> [EXERCISE INSTRUCTIONS] What you return should be every line below, word for word, and none of the images.

DATA SHOWN: Begin

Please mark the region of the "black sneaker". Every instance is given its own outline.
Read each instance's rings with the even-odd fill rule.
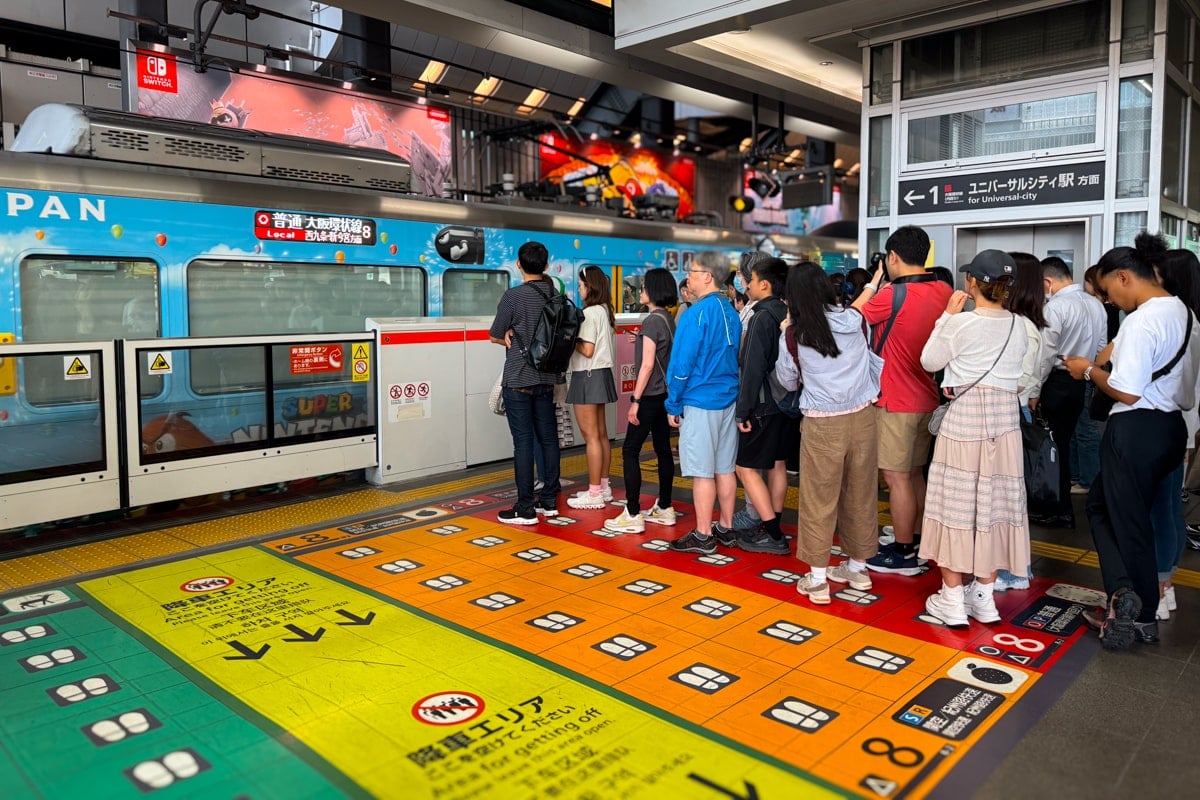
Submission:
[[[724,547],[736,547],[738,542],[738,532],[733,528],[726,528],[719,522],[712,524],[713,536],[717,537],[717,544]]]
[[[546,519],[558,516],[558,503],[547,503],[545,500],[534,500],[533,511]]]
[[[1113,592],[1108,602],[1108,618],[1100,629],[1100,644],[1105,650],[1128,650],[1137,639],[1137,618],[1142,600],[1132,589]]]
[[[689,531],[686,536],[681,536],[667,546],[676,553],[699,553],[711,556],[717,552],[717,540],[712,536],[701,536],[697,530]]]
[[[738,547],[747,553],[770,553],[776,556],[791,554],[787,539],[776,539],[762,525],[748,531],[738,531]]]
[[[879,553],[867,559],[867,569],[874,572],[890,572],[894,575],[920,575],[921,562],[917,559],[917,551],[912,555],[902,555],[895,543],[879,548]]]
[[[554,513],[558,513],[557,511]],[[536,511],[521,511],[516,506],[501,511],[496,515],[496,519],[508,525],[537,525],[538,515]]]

DATA SHOWN: End

> [OUTPUT FOR THIS EXERCISE]
Please mark the region of the "black sneaker". Every instance is given its own outline.
Read each instance's rings with the even-odd fill rule.
Submission:
[[[724,547],[736,547],[738,542],[738,532],[733,528],[726,528],[719,522],[712,524],[713,536],[717,537],[717,544]]]
[[[546,519],[558,516],[558,503],[547,503],[545,500],[534,500],[533,511]]]
[[[1113,592],[1108,602],[1108,618],[1100,629],[1100,644],[1105,650],[1128,650],[1137,639],[1137,618],[1142,600],[1132,589]]]
[[[689,531],[686,536],[681,536],[667,546],[676,553],[699,553],[711,556],[717,552],[717,540],[712,536],[701,536],[697,530]]]
[[[738,547],[747,553],[770,553],[776,556],[791,554],[787,539],[776,539],[762,525],[748,531],[738,531]]]
[[[879,553],[867,559],[867,569],[874,572],[890,572],[894,575],[920,575],[921,562],[917,559],[917,551],[912,555],[902,555],[895,543],[879,548]]]
[[[554,513],[558,513],[557,511]],[[536,511],[521,511],[516,506],[501,511],[496,515],[496,519],[508,525],[537,525],[538,515]]]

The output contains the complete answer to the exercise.